Directions: Please copy out the entries below exactly, beginning with the line that contains "Can you spot the ponderosa" and ending with the line that contains "Can you spot the tree", and include nothing outside that span.

Dataset entries

· · · · · · ·

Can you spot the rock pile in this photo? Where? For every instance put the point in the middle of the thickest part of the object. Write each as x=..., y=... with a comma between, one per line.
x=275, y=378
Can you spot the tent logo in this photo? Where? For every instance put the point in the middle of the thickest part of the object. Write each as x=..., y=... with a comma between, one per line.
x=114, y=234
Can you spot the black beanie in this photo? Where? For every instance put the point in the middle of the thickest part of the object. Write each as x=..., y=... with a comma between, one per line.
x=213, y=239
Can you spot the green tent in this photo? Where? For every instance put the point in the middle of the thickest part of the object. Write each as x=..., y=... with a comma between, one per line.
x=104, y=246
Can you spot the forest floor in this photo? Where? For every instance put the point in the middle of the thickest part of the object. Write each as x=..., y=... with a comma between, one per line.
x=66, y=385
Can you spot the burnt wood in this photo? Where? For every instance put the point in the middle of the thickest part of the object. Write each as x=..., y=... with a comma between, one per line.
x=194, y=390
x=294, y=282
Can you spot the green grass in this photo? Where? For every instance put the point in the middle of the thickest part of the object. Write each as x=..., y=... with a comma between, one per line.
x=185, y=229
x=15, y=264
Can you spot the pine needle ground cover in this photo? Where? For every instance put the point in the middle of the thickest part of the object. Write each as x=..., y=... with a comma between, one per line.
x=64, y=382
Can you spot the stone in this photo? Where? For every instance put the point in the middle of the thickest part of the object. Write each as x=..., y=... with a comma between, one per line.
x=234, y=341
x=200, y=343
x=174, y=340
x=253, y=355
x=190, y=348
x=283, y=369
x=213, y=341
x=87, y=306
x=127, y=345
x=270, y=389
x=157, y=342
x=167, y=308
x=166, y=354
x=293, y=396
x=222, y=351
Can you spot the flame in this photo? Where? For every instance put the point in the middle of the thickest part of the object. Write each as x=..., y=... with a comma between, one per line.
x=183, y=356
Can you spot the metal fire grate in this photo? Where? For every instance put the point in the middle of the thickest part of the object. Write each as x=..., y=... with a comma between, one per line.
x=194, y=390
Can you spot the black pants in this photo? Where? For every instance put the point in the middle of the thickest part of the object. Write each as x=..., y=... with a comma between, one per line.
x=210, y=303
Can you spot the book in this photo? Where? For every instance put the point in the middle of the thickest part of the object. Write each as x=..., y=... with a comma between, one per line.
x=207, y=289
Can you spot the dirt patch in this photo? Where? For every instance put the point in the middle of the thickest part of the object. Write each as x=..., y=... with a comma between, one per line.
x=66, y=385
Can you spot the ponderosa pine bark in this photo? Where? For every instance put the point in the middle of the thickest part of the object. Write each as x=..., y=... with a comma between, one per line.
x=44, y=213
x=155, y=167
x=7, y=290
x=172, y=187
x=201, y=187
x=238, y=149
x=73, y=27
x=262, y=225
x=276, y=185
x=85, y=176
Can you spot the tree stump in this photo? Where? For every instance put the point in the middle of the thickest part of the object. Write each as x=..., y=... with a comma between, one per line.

· · · · · · ·

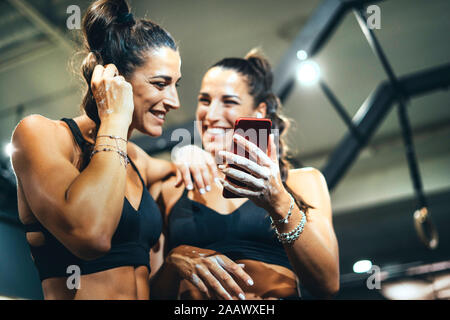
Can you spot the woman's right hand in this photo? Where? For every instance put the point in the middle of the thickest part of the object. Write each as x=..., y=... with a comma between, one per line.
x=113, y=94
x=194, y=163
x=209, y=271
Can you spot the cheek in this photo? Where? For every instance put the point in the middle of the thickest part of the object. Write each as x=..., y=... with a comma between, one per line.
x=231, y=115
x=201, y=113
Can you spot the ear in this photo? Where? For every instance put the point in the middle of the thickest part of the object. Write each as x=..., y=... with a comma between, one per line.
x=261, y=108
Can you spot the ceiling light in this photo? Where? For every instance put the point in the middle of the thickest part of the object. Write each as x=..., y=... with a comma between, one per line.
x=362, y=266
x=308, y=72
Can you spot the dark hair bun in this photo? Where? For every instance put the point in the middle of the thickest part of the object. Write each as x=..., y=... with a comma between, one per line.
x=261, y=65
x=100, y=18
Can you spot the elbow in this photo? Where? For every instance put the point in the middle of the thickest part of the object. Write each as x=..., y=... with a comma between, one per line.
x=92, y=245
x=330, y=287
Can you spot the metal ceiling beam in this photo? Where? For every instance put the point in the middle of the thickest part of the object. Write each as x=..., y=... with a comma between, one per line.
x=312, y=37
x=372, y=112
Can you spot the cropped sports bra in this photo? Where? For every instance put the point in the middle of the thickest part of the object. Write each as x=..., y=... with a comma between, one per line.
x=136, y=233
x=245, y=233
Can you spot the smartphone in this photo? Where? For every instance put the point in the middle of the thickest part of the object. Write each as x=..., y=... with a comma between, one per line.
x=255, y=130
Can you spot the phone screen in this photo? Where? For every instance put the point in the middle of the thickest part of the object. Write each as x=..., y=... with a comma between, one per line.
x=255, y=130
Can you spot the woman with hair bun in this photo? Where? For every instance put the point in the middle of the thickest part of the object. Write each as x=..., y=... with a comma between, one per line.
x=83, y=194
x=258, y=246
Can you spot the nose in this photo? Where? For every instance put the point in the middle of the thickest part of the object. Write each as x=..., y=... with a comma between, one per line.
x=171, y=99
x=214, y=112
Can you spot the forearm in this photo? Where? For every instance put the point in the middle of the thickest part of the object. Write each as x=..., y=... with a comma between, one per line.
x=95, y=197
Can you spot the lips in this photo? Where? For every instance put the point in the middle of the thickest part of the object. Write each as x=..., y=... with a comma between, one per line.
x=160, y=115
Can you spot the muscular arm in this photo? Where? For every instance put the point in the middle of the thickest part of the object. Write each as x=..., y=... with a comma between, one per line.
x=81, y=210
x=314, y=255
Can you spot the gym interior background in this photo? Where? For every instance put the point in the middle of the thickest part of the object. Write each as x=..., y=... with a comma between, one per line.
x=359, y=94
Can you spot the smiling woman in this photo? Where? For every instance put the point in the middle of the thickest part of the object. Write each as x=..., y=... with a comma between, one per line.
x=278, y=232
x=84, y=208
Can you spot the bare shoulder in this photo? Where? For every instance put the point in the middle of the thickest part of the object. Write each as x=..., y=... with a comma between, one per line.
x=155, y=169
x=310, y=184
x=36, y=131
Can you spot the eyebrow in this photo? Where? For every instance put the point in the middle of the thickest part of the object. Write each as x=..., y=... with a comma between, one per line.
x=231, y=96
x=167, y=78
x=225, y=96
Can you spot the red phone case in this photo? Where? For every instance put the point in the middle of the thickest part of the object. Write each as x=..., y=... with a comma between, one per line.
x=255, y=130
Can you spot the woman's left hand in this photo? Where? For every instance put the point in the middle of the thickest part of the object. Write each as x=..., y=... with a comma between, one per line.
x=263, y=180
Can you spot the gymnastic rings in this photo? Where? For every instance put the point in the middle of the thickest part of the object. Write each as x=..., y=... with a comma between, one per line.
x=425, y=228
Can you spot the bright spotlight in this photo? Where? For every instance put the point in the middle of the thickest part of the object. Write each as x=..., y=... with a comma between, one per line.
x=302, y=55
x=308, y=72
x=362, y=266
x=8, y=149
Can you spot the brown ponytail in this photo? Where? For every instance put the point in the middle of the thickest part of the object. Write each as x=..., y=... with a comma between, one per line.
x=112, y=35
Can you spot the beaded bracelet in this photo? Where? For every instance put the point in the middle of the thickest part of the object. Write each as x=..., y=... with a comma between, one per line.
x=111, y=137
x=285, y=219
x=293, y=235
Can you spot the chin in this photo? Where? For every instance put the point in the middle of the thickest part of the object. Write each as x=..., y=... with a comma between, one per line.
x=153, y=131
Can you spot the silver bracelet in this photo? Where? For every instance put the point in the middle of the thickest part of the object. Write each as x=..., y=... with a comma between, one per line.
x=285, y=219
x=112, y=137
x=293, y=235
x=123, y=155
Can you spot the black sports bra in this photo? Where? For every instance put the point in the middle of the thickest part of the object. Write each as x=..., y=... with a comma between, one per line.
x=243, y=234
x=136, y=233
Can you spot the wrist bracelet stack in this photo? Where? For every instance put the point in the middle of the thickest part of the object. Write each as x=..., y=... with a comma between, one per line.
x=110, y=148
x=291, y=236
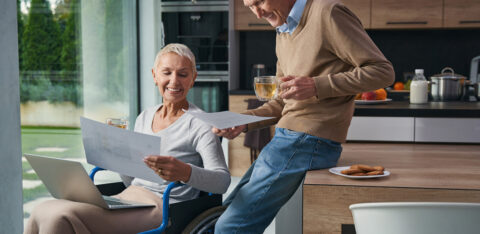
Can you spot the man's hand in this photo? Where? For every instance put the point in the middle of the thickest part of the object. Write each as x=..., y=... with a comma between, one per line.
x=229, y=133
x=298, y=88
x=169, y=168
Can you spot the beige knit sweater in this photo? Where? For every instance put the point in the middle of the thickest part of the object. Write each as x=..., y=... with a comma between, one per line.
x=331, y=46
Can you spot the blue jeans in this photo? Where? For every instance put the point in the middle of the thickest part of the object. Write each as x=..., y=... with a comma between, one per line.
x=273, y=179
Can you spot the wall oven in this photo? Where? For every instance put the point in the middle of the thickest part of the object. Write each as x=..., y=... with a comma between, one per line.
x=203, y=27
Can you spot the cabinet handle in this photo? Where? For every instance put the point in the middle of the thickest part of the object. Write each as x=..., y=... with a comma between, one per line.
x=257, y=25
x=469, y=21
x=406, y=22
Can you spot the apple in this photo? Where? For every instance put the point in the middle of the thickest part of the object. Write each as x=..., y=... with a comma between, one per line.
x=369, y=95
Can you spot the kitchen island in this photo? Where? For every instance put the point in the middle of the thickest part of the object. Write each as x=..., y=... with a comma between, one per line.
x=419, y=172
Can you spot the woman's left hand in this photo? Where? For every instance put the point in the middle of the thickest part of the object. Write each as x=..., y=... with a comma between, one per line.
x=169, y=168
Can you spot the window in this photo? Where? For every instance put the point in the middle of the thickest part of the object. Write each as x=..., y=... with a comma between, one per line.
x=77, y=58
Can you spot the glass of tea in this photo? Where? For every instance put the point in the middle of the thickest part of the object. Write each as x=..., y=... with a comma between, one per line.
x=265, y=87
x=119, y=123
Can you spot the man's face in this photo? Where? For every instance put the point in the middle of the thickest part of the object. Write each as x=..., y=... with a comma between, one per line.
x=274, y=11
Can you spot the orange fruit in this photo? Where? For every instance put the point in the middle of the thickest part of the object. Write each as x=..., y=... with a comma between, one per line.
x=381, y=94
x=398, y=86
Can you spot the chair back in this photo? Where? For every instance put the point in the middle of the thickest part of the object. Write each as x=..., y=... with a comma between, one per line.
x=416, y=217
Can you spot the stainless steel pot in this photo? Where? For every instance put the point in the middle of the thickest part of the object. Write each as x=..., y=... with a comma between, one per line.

· · · · · · ·

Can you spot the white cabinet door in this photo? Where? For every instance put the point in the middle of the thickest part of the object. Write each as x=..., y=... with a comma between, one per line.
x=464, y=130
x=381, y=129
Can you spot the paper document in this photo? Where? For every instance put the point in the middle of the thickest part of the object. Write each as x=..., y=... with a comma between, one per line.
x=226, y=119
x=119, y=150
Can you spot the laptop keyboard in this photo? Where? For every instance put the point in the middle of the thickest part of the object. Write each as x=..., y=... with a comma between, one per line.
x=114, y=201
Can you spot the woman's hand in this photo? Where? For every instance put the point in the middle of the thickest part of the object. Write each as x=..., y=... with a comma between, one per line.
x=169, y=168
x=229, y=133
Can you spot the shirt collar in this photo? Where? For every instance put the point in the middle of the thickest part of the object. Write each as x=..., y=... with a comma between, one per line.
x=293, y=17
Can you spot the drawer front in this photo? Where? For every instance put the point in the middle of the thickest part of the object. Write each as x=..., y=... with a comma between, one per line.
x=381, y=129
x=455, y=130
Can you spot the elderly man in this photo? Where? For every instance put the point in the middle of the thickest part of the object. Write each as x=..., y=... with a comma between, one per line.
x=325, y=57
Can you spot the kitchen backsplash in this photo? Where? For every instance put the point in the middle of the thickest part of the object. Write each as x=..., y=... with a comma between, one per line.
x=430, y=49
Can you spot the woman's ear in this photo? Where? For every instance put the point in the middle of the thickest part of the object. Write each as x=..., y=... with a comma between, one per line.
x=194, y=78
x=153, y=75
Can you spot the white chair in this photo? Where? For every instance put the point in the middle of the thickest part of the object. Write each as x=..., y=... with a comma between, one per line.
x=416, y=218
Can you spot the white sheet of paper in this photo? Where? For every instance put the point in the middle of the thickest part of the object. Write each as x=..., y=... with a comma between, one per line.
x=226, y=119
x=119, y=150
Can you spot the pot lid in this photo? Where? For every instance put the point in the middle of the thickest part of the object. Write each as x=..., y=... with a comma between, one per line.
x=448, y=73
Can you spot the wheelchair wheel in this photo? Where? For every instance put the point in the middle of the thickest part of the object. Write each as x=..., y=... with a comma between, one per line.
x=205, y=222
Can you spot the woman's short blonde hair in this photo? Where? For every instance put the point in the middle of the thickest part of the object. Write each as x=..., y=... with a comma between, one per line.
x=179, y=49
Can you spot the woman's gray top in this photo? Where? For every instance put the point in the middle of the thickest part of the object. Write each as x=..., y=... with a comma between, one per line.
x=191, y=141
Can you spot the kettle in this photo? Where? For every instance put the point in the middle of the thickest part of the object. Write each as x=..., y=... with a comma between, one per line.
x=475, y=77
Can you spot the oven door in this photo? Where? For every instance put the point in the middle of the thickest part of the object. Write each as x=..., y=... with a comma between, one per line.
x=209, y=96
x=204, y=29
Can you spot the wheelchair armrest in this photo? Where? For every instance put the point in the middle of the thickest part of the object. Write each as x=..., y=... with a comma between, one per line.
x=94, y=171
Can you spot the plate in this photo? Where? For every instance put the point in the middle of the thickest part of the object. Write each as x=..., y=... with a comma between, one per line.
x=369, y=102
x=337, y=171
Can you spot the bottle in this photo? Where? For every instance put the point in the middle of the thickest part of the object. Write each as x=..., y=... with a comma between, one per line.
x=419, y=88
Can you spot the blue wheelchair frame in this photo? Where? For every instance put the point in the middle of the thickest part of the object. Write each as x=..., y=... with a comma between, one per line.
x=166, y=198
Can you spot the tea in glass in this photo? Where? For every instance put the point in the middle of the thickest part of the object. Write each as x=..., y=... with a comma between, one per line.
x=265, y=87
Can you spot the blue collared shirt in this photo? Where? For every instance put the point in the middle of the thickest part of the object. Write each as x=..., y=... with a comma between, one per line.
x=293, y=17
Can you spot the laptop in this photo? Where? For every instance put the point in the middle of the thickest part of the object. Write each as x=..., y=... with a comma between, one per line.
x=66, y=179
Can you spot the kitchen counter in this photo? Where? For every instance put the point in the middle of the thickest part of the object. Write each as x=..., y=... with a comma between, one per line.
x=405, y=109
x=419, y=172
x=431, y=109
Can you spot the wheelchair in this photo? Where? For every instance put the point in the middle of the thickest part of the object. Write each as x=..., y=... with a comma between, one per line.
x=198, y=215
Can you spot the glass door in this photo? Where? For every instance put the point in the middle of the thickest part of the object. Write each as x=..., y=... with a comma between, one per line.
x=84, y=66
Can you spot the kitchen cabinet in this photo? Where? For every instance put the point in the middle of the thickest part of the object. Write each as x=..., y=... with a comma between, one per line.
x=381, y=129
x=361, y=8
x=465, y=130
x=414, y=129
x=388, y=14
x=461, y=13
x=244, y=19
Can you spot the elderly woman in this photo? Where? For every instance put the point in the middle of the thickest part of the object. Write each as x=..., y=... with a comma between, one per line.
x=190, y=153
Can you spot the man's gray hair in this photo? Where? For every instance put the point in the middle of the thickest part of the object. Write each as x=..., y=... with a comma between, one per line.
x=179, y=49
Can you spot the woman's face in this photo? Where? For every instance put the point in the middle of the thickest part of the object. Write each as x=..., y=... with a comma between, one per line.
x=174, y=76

· · · · · · ·

Result of this exercise:
Can you spot the ponderosa pine bark in this photo? Where? For every instance put the point in the middle of the thickest part of the object. Write each as x=..., y=... with a comma between, one per line.
x=44, y=213
x=155, y=167
x=7, y=290
x=172, y=187
x=201, y=187
x=238, y=149
x=73, y=27
x=262, y=225
x=276, y=185
x=85, y=176
Can you spot the tree stump in this photo? Where? For every instance put the point in the middle of the thickest part of the object. Write each as x=..., y=... with a comma between, one per line.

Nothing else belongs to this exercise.